>> START SUPPLIED MATERIAL

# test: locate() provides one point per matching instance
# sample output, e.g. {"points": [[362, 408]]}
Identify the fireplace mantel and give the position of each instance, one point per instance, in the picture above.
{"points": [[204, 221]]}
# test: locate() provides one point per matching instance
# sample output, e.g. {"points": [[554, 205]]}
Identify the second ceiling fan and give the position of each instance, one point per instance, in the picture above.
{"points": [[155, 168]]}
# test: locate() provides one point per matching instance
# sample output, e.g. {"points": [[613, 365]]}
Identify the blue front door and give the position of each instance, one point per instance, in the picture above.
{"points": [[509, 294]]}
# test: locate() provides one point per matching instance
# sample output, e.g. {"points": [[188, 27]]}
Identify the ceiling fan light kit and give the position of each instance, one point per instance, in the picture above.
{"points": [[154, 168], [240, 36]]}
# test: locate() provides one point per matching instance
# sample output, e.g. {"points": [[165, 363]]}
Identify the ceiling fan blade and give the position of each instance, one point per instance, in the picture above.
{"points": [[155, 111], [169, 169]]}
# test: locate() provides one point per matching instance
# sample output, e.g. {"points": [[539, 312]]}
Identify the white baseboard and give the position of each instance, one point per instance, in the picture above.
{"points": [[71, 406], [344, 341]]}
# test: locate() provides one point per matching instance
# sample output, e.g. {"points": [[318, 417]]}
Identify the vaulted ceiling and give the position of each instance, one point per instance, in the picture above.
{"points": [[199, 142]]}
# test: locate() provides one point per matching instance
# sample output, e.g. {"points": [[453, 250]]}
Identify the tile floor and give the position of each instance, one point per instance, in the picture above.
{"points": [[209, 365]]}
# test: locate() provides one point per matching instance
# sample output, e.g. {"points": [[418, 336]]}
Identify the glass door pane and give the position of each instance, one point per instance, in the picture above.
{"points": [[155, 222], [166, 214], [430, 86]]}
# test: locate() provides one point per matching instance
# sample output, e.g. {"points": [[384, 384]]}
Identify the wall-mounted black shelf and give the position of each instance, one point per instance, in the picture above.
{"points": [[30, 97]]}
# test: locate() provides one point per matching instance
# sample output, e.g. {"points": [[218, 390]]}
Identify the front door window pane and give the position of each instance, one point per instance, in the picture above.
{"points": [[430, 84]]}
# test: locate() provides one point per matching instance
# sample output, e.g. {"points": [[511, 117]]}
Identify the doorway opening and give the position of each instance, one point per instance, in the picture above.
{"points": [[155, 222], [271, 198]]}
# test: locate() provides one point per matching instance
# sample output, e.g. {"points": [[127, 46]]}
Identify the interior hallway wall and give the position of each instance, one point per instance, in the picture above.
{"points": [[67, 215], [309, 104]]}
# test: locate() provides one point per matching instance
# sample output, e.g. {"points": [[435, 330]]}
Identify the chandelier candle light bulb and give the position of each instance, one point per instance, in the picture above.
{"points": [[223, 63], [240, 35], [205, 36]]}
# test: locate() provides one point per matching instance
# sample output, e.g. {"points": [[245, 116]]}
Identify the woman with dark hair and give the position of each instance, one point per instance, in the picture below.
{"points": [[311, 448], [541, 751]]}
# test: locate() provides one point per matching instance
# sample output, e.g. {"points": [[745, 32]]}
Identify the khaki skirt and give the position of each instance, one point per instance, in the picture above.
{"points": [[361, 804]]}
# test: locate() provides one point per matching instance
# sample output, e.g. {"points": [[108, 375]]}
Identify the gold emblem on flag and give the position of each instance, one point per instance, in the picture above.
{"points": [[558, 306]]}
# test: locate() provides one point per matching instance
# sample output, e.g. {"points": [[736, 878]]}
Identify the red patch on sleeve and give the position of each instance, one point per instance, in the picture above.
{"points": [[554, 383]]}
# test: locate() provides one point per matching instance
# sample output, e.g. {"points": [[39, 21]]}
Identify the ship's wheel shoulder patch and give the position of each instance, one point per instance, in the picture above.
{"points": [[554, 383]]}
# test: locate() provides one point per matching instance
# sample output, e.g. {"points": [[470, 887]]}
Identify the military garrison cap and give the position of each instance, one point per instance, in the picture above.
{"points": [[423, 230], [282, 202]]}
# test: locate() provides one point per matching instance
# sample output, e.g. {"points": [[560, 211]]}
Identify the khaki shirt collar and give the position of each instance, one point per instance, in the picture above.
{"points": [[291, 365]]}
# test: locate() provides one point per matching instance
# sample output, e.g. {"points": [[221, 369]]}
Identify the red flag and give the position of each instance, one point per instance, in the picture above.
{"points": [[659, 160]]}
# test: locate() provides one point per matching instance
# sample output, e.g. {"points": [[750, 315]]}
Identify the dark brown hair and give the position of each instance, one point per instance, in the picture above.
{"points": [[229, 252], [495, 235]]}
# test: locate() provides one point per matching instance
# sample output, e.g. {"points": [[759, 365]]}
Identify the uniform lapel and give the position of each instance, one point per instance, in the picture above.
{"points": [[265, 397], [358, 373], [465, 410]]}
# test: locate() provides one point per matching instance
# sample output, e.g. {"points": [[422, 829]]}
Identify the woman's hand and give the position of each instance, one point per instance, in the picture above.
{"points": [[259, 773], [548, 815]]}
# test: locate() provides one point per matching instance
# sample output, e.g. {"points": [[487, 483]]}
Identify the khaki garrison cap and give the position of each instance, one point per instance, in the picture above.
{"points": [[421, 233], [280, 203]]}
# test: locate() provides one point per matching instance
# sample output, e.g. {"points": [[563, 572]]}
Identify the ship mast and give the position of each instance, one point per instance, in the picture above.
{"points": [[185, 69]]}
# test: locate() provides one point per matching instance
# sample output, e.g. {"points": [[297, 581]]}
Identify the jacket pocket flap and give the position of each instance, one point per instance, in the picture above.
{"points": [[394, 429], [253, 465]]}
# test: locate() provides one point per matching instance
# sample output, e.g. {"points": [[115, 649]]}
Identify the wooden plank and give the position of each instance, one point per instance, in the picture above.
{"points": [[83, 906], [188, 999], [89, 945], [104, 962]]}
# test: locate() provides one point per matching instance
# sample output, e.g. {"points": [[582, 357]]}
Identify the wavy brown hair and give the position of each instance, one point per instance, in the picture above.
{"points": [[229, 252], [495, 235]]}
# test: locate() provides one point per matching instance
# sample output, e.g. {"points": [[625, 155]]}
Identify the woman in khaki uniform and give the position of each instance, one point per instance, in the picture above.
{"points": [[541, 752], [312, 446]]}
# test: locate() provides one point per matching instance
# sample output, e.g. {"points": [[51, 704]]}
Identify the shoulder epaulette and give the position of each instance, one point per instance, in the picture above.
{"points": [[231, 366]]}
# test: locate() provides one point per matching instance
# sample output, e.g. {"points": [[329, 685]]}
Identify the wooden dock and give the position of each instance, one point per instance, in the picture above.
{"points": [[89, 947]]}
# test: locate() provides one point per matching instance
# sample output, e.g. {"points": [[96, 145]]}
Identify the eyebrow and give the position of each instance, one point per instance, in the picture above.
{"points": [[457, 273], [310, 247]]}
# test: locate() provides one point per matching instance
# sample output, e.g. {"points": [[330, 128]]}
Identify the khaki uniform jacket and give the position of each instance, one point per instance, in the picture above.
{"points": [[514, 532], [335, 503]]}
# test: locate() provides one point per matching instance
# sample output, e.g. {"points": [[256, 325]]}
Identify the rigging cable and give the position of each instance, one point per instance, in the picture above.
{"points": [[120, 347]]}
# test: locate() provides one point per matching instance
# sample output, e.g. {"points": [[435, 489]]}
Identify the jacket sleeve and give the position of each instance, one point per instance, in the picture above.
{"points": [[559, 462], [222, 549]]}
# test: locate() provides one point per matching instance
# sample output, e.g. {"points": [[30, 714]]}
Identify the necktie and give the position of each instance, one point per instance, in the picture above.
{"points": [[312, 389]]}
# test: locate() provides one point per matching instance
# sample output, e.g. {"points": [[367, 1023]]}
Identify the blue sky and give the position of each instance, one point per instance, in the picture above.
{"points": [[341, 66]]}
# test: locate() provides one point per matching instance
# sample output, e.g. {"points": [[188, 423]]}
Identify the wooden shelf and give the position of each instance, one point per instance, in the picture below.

>> END SUPPLIED MATERIAL

:: WHAT YOU HAVE TO DO ::
Please collect each line from the entries above that contains the string "shoulder" and copy it out in full. Case counts.

:: FULL OUTPUT ::
Identify the ship's wheel shoulder patch and give the position of each instance, one point per instance, in the picture above.
Identify the shoulder epaulette and give the position of each instance, one point per instance, in the picture above.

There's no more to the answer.